- DIRECTION
Return, word for word, the part of the listing that opens with the line containing "In the photo above, where can the camera" and closes with the line containing "pixel 221 366", including both of those lines.

** Begin EXCERPTED DATA **

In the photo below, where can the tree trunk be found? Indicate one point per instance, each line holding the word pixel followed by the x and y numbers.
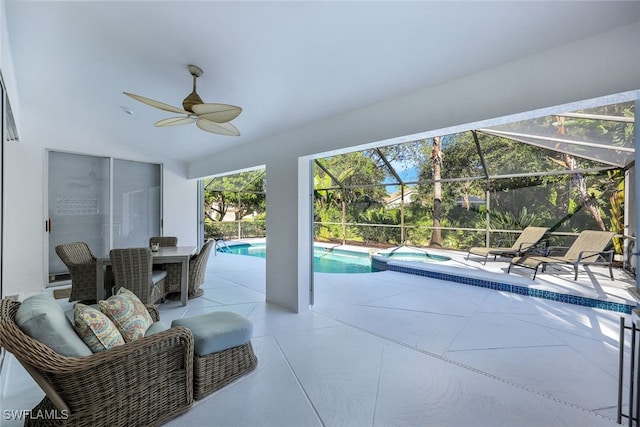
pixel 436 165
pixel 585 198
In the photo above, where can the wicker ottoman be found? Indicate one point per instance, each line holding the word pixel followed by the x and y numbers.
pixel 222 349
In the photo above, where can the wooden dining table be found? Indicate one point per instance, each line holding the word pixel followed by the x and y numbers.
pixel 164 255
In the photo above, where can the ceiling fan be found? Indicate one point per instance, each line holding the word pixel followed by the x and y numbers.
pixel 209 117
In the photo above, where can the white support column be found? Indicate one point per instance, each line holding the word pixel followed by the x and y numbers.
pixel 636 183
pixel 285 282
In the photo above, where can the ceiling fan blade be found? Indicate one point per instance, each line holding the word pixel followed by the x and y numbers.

** End EXCERPTED DATA **
** Begin EXCERPTED DATA **

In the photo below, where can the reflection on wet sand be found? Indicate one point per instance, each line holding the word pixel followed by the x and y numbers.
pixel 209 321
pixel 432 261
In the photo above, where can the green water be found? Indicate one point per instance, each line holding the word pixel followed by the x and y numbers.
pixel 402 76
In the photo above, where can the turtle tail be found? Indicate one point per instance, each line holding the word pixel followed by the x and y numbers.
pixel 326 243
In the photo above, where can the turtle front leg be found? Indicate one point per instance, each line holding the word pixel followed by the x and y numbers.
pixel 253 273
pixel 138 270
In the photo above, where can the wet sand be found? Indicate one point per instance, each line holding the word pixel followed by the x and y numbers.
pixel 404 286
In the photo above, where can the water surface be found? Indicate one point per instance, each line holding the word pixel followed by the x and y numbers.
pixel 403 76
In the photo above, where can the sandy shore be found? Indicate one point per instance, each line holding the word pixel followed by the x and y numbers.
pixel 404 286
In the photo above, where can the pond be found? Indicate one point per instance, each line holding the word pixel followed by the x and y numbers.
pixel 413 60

** End EXCERPTED DATA **
** Begin EXCERPTED DATA **

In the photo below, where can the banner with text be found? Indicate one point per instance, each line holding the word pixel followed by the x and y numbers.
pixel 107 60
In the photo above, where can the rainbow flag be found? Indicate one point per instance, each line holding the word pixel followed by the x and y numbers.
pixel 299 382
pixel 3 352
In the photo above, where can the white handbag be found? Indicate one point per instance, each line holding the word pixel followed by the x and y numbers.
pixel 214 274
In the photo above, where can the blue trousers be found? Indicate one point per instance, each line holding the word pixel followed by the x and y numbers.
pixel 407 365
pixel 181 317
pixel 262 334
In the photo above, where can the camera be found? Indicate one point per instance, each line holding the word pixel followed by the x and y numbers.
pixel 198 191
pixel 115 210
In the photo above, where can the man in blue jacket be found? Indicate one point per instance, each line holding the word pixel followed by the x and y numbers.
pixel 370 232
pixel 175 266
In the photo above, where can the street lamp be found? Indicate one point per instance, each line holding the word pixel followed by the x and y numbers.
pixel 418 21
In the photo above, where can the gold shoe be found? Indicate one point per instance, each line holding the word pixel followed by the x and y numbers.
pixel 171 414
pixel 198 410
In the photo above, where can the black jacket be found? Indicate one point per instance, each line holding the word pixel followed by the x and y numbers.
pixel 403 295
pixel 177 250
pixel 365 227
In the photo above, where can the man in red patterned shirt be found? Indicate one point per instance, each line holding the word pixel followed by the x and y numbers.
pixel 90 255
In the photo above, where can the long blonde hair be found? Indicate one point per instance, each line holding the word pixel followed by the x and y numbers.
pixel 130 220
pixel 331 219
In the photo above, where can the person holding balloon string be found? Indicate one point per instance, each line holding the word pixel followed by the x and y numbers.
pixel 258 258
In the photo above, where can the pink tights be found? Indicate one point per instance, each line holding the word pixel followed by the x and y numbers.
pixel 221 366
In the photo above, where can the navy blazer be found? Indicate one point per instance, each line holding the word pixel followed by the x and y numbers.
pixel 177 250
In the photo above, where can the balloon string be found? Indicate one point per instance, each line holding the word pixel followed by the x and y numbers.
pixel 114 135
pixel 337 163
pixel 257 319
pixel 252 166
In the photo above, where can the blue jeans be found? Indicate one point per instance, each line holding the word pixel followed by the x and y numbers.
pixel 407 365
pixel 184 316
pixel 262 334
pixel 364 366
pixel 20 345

** End EXCERPTED DATA **

- SOLVED PROBLEM
In the photo above, where can the camera be found? Indicate one point per instance, each line holding the word pixel followed by the x and y numbers.
pixel 198 191
pixel 115 210
In the photo above, where can the man in blue jacket be found? Indicate one point per instance, each line holding the word pixel followed by the x and y numbers.
pixel 370 232
pixel 175 266
In the photo above, where can the street lamp be found? Indicate one point per instance, each line holding the word pixel followed by the x and y numbers.
pixel 418 21
In the photo above, where can the gold shoe be found? Indicate one point per instance, each line holding the word pixel followed by the x and y numbers.
pixel 171 414
pixel 198 410
In the photo above, where can the black jacket be found? Indicate one point per instance, each line holding the word pixel followed by the x and y numbers.
pixel 403 295
pixel 177 250
pixel 365 227
In the photo above, where can the man in red patterned shirt be found? Indicate one point per instance, each line holding the word pixel followed by the x and y numbers.
pixel 90 255
In the photo above, where can the long blonde hair be found? Indicate one point per instance, each line holding the word pixel followed by the x and y numbers.
pixel 130 220
pixel 331 219
In the photo above, where can the person holding balloon string be found? Indicate one point per instance, each line holding the word pixel followed by the x and y numbers.
pixel 258 258
In the photo above, where can the pink tights be found? Indicate one point per instance, each line holding the word pixel followed by the x and y numbers.
pixel 221 366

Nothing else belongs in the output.